Некоторые и при такой обстановке умеют гордо смотреть [смерти] в глаза, другие пытаются это показать, напрягая остаток духовных сил, но никто не хочет показать себя малодушным. И себя и нас старается, например, обмануть вдруг срывающийся с места наш товарищ, начинающий отделывать чечетку, дробно выстукивая каблуками по цементному полу. А лицо его неподвижно, глаза тусклы, и страшно заглянуть в них живому человеку.
Летунов забыл, что муж Зины умирает и что мать Зины, старая подруга его жены, собирается переезжать в Дом ветеранов партии.
– Павел Евграфович… – Зина смотрела странно, пугающе, глаза красные. – А я вам хочу сказать, между прочим: в нашей жизни, где нет войн, революций… тоже бывает…
– Что, что? – спросил Павел Евграфович.
– Мне, например, хочется иногда… чечетку[1963].
.....
Перепишите отрывок между словами «Некоторые и при» и «них живому человеку.» включительно, заменив «цементному» на «бетонному». Следующие записи взяты из другого источника.

ИЗВЛЕЧЁННЫЕ ДАННЫЕ:
.....
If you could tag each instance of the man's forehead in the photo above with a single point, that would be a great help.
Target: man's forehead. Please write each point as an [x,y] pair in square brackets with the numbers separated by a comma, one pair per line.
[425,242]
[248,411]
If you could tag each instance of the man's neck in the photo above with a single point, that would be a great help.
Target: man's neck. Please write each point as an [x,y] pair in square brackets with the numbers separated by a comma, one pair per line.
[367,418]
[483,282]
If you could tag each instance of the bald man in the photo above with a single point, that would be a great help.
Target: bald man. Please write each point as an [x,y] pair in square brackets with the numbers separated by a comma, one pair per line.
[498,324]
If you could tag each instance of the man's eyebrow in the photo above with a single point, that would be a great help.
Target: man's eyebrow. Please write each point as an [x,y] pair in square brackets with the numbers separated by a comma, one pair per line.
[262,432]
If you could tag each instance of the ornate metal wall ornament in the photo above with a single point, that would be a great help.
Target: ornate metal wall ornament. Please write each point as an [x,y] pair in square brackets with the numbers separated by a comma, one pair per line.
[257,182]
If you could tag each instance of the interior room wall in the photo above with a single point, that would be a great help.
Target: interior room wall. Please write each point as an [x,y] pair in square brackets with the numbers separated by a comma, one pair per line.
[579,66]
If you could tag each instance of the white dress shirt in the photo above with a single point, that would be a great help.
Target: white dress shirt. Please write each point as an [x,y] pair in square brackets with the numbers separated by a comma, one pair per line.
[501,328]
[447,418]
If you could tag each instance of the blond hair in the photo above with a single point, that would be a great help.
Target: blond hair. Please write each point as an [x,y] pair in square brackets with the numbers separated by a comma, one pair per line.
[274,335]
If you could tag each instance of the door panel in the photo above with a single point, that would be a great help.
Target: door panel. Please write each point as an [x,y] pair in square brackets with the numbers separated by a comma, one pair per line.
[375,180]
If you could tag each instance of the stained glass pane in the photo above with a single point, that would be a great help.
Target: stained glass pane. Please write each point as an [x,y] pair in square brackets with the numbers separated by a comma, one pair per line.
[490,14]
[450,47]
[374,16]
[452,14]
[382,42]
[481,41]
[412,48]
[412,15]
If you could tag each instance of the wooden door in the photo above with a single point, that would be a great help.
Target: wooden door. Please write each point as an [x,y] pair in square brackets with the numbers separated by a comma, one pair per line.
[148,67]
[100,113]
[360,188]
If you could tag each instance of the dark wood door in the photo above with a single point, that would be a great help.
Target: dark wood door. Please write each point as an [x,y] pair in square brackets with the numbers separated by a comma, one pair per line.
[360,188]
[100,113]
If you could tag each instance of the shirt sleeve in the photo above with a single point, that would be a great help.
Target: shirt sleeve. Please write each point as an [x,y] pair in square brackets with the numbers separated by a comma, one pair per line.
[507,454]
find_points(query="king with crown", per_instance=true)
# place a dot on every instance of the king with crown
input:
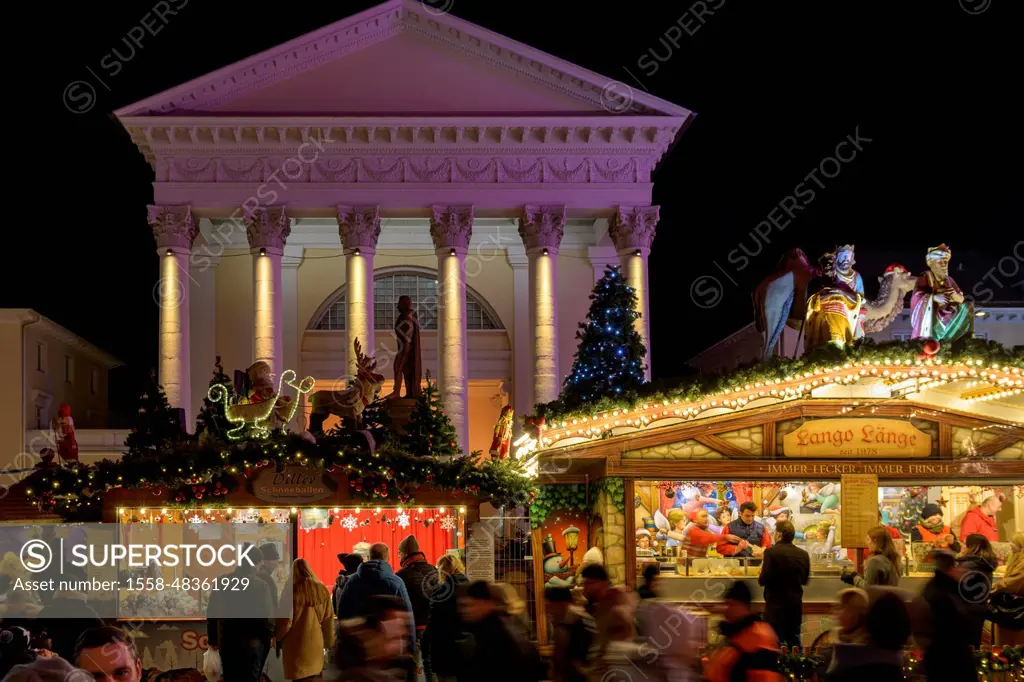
.....
ПОЛНОЕ РЕШЕНИЕ:
Некоторые и при такой обстановке умеют гордо смотреть [смерти] в глаза, другие пытаются это показать, напрягая остаток духовных сил, но никто не хочет показать себя малодушным. И себя и нас старается, например, обмануть вдруг срывающийся с места наш товарищ, начинающий отделывать чечетку, дробно выстукивая каблуками по бетонному полу. А лицо его неподвижно, глаза тусклы, и страшно заглянуть в них живому человеку.